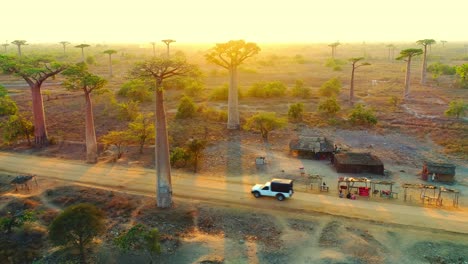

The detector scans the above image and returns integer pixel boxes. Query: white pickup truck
[251,179,294,201]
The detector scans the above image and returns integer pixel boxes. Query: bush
[170,147,190,167]
[209,84,229,101]
[117,79,153,102]
[291,80,311,98]
[318,97,341,115]
[49,204,106,263]
[319,77,341,97]
[349,104,377,125]
[176,95,197,119]
[247,82,287,98]
[288,103,304,121]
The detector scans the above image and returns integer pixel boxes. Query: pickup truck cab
[251,179,294,201]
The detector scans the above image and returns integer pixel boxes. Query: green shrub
[319,77,341,97]
[170,147,190,167]
[349,104,377,125]
[318,97,341,115]
[176,95,197,119]
[288,103,304,121]
[247,82,287,98]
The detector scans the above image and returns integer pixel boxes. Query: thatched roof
[289,136,334,152]
[335,152,383,166]
[11,175,33,184]
[425,162,455,175]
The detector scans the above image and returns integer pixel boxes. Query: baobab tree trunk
[227,65,240,129]
[109,54,113,77]
[30,84,49,147]
[404,57,411,99]
[155,81,172,208]
[349,64,356,105]
[421,46,427,85]
[85,91,98,163]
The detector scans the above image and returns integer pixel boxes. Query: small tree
[244,112,286,142]
[349,104,377,125]
[349,57,370,104]
[455,64,468,88]
[0,210,36,234]
[49,204,106,263]
[319,77,341,97]
[318,96,341,115]
[1,113,34,146]
[128,113,155,154]
[103,50,117,77]
[114,224,161,263]
[444,99,468,119]
[101,131,132,159]
[176,95,197,119]
[187,139,207,173]
[288,103,304,121]
[396,49,423,99]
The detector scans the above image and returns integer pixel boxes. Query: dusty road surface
[0,152,468,234]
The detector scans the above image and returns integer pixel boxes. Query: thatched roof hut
[334,152,384,175]
[421,161,456,182]
[289,136,334,159]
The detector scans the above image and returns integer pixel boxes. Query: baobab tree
[2,42,10,53]
[386,44,396,62]
[205,40,260,129]
[0,55,67,147]
[75,44,89,62]
[104,50,117,77]
[63,62,107,163]
[328,41,341,59]
[161,39,175,58]
[397,49,423,99]
[416,39,436,85]
[11,40,28,57]
[349,57,370,104]
[59,41,70,55]
[131,58,196,208]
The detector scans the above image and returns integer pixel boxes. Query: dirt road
[0,152,468,234]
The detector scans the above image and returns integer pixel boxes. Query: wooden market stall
[338,177,371,197]
[371,181,398,198]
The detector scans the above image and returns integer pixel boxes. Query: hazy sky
[0,0,468,43]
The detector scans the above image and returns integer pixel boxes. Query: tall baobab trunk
[227,65,240,129]
[349,64,356,105]
[404,56,411,99]
[421,45,427,85]
[85,91,98,163]
[155,81,172,208]
[109,54,113,77]
[30,83,49,147]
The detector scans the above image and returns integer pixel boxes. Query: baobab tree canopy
[205,40,260,69]
[396,48,423,60]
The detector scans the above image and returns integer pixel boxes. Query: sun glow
[0,0,468,43]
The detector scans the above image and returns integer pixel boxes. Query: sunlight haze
[0,0,468,43]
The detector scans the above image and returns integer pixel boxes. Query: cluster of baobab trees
[0,39,462,208]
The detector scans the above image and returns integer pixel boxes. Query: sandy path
[0,152,468,234]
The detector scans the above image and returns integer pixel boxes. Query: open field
[0,43,468,263]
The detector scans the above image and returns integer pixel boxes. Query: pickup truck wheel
[276,194,284,201]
-=-=-=-=-
**Job**
Arrange all the rows above as a numbered list, skipping blank lines and leaving the picture out.

**Reply to the exercise**
1. The detector scans the above image and returns integer pixel boxes. Query: white pickup truck
2. [251,179,294,201]
3. The detector scans the above image and returns integer pixel boxes. Query: bush
4. [170,147,190,167]
5. [209,84,229,101]
6. [117,79,153,102]
7. [291,80,311,98]
8. [318,97,341,115]
9. [49,204,106,263]
10. [319,77,341,97]
11. [349,104,377,125]
12. [176,95,197,119]
13. [247,82,287,98]
14. [288,103,304,121]
15. The detector scans the above image and returns integer pixel boxes. Query: pickup truck cab
16. [251,179,294,201]
17. The detector scans the above image and returns integer pixel boxes. Query: green shrub
18. [319,77,341,97]
19. [170,147,190,167]
20. [349,104,377,125]
21. [318,97,341,115]
22. [176,95,197,119]
23. [288,103,304,121]
24. [247,82,287,98]
25. The detector scans the above image and returns integer pixel boxes. Query: thatched roof
26. [289,136,334,152]
27. [335,152,383,166]
28. [11,175,33,184]
29. [425,162,455,175]
30. The detector scans the above image and returns integer pixel boxes. Query: baobab tree trunk
31. [227,65,240,129]
32. [109,54,113,77]
33. [30,84,49,147]
34. [404,57,411,99]
35. [155,81,172,208]
36. [349,64,356,105]
37. [421,46,427,85]
38. [85,91,98,163]
39. The detector scans the above image and returns integer pixel boxes. Query: small tree
40. [244,112,286,142]
41. [349,104,377,125]
42. [349,57,370,104]
43. [455,64,468,88]
44. [0,210,36,234]
45. [49,204,106,263]
46. [319,77,341,97]
47. [318,96,341,115]
48. [1,113,34,146]
49. [128,113,155,154]
50. [103,50,117,77]
51. [114,224,161,263]
52. [444,99,468,119]
53. [101,131,132,159]
54. [176,95,197,119]
55. [187,139,207,173]
56. [288,103,304,121]
57. [396,49,423,99]
58. The detector scans the above image and returns integer pixel boxes. Query: dusty road surface
59. [0,152,468,234]
60. The detector scans the above image and returns integer pixel boxes. Query: thatched roof hut
61. [334,152,384,175]
62. [421,161,456,182]
63. [289,136,334,159]
64. The detector scans the above image and returns integer pixel boxes. Query: baobab tree
65. [2,42,10,53]
66. [386,44,396,62]
67. [205,40,260,129]
68. [0,55,67,147]
69. [75,44,89,62]
70. [104,50,117,77]
71. [63,62,107,163]
72. [328,41,341,59]
73. [161,39,175,58]
74. [397,49,423,99]
75. [416,39,436,85]
76. [11,40,28,57]
77. [349,57,370,104]
78. [59,41,70,55]
79. [131,58,196,208]
80. The detector scans the above image and returns integer pixel boxes. Query: dirt road
81. [0,152,468,234]
82. The detector scans the above image and returns integer pixel boxes. Query: wooden market stall
83. [338,177,371,197]
84. [371,181,398,198]
85. The detector scans the above image and returns integer pixel boxes. Query: hazy sky
86. [0,0,468,43]
87. The detector scans the above image and returns integer pixel boxes. Query: tall baobab trunk
88. [227,65,240,129]
89. [349,64,356,105]
90. [404,56,411,99]
91. [421,45,427,85]
92. [85,91,98,163]
93. [155,81,172,208]
94. [109,54,113,77]
95. [30,83,49,147]
96. The detector scans the above image and returns integer pixel boxes. Query: baobab tree canopy
97. [205,40,260,69]
98. [396,48,423,60]
99. The detector scans the above image and returns integer pixel boxes. Query: sun glow
100. [0,0,468,43]
101. The detector scans the above image and returns integer pixel boxes. Query: sunlight haze
102. [0,0,468,43]
103. The detector scans the above image and returns integer pixel boxes. Query: cluster of baobab trees
104. [0,39,462,208]
105. The detector scans the above image and returns integer pixel boxes. Query: sandy path
106. [0,152,468,234]
107. The detector scans the above image and returns integer pixel boxes. Query: open field
108. [0,43,468,263]
109. The detector scans the above image and returns integer pixel boxes. Query: pickup truck wheel
110. [276,194,284,201]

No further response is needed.